● **What to produce**
Print verbatim the part of the listing from the line containing "Annotation guideline — the target class is mosaic" up to and including the line containing "158;0;214;254".

● **Dataset excerpt**
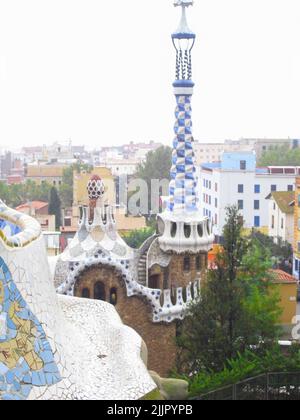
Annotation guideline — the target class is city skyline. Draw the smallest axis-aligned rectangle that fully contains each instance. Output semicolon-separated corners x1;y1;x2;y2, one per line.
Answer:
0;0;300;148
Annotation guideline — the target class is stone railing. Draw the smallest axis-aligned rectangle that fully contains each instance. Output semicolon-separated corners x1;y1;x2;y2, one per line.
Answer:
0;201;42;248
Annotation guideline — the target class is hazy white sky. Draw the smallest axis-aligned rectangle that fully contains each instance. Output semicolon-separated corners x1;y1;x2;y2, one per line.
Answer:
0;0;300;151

...

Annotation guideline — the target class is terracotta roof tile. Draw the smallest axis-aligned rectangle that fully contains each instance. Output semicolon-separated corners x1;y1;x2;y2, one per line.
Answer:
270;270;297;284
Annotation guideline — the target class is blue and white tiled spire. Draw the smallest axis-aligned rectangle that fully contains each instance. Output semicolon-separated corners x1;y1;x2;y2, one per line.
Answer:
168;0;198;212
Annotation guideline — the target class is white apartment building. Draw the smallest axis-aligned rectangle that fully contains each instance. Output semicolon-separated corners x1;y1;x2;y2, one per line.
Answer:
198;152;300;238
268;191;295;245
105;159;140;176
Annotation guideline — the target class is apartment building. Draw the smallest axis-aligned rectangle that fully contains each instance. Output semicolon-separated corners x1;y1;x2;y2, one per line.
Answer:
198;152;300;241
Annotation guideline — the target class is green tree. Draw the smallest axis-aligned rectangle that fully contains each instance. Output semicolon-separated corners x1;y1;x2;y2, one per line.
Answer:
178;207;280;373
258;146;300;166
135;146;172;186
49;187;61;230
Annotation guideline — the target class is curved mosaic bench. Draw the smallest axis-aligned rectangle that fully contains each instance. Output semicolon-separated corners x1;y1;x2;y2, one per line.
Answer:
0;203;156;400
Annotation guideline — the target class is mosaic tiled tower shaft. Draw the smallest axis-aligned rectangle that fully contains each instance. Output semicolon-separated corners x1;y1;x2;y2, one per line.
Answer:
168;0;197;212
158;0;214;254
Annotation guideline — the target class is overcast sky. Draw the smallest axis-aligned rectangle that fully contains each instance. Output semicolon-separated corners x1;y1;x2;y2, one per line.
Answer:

● **Task solution**
Annotation guideline — the target class is mosaic tiled tower shaft. Draw the smallest axis-aligned rectangle that fully contains each instance. Output semicolon-separated corners x1;y1;x2;y2, one per line.
Answer:
168;0;197;212
158;0;214;254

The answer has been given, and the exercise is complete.